* EXERCISE
Please repeat, from the entries that follow, the lines from the one containing "Target: locomotive wheel" through the one containing "the black and" exactly, adding nothing.

═════ TASK DATA

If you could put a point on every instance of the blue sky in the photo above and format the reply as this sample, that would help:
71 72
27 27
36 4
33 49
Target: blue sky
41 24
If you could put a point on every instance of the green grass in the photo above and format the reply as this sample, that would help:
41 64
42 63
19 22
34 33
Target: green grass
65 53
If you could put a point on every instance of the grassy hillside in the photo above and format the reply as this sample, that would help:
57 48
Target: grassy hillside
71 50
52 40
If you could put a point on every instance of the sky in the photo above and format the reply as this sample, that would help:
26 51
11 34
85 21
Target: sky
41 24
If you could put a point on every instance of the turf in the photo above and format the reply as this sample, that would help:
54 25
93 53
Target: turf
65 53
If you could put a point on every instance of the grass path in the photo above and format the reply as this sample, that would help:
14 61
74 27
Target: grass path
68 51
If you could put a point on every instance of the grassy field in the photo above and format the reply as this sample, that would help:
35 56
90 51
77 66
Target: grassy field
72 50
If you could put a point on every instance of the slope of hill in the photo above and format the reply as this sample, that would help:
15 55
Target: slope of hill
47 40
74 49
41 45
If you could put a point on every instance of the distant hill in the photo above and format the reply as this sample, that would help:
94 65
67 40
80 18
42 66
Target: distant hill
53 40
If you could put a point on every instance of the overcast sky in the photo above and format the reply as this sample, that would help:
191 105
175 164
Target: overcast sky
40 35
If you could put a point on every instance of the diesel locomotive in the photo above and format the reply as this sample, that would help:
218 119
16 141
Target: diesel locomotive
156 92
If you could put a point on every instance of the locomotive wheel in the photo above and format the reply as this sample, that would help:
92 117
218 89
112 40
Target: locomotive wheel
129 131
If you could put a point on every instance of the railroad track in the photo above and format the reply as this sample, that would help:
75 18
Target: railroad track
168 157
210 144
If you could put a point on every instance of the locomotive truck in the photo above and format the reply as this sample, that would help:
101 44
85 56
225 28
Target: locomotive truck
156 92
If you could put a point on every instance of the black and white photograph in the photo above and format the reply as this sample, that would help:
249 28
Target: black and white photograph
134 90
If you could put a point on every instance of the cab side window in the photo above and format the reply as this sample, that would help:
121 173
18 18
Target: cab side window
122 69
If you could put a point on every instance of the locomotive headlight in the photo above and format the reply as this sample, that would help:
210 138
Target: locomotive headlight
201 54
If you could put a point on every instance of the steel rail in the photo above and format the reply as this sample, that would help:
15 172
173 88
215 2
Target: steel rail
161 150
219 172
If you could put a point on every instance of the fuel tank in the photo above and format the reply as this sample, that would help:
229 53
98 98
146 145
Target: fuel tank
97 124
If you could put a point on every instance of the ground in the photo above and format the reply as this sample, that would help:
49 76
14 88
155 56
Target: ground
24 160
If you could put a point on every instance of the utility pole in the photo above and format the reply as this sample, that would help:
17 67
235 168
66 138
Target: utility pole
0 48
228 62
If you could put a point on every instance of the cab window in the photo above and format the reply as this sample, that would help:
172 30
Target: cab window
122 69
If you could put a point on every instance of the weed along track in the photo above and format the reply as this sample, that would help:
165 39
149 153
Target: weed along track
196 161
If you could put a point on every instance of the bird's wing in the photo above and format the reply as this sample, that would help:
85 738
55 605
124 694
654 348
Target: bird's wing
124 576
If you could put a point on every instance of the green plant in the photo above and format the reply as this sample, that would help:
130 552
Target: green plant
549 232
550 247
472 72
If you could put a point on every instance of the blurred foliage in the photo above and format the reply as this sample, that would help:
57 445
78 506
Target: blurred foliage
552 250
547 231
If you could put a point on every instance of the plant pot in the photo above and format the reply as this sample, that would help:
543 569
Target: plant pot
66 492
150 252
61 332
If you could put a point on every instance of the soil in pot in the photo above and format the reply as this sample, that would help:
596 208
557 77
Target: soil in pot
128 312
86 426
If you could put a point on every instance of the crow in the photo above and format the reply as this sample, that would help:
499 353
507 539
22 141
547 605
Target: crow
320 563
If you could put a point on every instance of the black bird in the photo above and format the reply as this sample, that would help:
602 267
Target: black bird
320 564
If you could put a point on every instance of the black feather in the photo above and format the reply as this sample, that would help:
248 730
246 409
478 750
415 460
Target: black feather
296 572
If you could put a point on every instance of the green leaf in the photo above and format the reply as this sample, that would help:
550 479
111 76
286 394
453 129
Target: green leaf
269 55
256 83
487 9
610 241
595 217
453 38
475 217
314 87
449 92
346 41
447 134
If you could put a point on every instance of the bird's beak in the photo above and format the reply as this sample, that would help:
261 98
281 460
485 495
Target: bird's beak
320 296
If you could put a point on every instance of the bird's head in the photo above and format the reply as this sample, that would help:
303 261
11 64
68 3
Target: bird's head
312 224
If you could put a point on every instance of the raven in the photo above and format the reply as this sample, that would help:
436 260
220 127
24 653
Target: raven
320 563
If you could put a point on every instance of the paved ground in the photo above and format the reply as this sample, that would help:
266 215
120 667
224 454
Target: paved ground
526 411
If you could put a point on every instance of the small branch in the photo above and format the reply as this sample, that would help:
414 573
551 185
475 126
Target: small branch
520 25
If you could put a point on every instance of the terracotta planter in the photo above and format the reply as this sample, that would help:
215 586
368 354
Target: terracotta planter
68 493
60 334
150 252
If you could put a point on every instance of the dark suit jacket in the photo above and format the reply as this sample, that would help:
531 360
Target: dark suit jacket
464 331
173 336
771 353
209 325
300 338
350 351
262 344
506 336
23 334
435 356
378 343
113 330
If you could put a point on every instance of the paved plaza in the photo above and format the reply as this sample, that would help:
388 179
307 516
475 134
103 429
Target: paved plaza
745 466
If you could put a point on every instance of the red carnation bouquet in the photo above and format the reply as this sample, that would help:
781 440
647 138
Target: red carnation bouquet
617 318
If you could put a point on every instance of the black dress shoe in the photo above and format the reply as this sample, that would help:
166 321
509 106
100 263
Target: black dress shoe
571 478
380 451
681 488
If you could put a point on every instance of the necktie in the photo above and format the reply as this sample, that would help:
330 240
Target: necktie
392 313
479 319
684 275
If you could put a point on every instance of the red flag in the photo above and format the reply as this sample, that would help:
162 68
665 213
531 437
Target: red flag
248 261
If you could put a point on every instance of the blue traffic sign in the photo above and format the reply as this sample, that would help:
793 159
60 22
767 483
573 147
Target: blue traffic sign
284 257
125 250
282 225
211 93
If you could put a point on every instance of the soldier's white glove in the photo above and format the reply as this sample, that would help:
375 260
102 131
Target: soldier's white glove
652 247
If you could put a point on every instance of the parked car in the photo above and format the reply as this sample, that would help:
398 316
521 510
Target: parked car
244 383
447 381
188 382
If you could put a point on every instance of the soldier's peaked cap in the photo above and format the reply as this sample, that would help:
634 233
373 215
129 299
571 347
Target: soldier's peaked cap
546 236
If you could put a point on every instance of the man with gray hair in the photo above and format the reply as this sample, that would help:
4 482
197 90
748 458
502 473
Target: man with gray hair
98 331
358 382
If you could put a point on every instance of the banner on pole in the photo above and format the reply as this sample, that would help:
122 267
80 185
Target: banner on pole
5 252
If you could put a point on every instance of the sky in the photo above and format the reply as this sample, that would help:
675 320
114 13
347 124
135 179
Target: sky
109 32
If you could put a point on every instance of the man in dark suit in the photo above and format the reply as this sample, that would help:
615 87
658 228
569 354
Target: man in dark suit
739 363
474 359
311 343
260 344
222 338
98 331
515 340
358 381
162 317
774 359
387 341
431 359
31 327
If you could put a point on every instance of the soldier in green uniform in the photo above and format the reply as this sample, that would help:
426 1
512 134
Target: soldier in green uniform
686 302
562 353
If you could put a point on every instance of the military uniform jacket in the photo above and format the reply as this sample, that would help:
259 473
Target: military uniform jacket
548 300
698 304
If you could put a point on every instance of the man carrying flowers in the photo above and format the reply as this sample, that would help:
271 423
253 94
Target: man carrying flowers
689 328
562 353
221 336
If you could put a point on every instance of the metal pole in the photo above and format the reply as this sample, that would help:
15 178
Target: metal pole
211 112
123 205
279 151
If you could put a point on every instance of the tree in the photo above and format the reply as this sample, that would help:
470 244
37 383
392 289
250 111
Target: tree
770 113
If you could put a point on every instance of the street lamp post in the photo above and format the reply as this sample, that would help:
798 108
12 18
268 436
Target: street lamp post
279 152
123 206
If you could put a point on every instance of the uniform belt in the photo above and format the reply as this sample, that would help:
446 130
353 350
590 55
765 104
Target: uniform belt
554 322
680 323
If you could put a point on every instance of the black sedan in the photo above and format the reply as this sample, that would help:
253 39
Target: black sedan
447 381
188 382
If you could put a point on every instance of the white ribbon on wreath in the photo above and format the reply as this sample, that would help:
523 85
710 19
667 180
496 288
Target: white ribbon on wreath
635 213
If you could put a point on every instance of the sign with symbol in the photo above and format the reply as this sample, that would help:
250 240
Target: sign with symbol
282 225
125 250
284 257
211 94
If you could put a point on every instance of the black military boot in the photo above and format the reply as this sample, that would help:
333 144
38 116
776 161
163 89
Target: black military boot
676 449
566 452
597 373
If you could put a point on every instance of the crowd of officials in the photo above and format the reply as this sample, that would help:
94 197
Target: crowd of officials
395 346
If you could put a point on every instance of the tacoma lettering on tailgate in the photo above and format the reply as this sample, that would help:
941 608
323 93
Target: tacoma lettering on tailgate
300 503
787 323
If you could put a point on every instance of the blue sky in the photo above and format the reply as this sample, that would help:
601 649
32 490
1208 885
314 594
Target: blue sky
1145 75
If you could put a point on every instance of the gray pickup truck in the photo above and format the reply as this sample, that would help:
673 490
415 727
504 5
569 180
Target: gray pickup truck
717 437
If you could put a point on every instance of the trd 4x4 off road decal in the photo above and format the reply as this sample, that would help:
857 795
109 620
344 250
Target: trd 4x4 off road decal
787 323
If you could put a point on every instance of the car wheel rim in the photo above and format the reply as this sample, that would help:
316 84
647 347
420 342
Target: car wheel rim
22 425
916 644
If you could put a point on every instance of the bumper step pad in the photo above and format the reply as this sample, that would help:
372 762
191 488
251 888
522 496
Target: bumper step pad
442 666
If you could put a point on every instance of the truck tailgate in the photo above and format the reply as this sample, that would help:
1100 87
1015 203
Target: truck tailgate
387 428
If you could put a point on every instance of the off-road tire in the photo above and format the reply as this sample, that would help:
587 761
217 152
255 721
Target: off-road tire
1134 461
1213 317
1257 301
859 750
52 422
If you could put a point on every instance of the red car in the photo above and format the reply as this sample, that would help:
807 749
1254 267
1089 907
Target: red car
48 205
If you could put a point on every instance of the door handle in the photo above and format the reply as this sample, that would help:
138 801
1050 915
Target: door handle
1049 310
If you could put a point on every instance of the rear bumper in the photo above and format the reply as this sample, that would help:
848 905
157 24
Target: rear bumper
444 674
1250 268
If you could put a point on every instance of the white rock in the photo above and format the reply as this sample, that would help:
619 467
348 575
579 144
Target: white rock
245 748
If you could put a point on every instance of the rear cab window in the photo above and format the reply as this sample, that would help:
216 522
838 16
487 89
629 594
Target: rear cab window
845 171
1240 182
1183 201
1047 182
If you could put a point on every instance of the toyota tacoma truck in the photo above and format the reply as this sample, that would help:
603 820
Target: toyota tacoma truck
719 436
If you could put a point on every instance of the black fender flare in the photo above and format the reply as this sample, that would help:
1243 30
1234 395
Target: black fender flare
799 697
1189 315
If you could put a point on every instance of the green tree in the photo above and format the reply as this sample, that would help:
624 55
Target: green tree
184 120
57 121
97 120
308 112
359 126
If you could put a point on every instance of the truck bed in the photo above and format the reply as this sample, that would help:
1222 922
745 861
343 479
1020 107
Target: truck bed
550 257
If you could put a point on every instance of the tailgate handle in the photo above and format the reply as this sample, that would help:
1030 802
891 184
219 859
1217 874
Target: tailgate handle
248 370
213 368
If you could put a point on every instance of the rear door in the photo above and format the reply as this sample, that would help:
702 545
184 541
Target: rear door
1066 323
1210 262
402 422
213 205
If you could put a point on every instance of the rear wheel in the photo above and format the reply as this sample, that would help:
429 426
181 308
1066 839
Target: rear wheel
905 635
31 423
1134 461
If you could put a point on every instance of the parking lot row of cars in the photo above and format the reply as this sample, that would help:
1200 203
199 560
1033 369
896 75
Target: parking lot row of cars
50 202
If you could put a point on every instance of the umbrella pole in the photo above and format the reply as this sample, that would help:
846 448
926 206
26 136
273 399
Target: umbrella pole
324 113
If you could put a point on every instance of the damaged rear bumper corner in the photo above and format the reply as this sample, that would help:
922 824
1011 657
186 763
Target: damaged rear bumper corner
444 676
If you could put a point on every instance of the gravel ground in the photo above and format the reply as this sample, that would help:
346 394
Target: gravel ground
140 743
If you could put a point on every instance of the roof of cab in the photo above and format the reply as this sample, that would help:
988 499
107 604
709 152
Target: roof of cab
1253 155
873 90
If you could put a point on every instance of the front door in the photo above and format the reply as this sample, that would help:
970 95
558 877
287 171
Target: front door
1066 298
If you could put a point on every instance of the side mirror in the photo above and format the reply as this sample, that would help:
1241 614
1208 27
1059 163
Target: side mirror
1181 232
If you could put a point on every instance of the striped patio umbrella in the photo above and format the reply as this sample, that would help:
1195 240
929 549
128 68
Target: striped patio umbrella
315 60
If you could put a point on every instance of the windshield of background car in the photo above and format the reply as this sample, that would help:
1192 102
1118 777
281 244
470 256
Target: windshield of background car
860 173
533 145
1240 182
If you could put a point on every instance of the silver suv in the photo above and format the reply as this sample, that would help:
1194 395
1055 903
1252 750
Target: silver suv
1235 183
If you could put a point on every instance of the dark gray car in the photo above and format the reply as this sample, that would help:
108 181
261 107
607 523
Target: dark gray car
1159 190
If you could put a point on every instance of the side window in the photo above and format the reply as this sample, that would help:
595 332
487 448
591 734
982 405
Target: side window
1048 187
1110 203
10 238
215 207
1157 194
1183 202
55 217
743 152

══════════

* OUTPUT OF THE EXERCISE
Target: locomotive wheel
129 131
If you could put a point on every instance of the railroad track in the photo above and format the reply as this sample, that would help:
75 18
Target: railroad track
168 157
210 144
If you could put a point on every instance of the locomotive truck in the photo above and format the reply as this sample, that would help:
101 44
85 56
225 28
Target: locomotive truck
156 92
If you could put a point on every instance of the black and white photograph in the photo above and format the reply as this sample, that would help:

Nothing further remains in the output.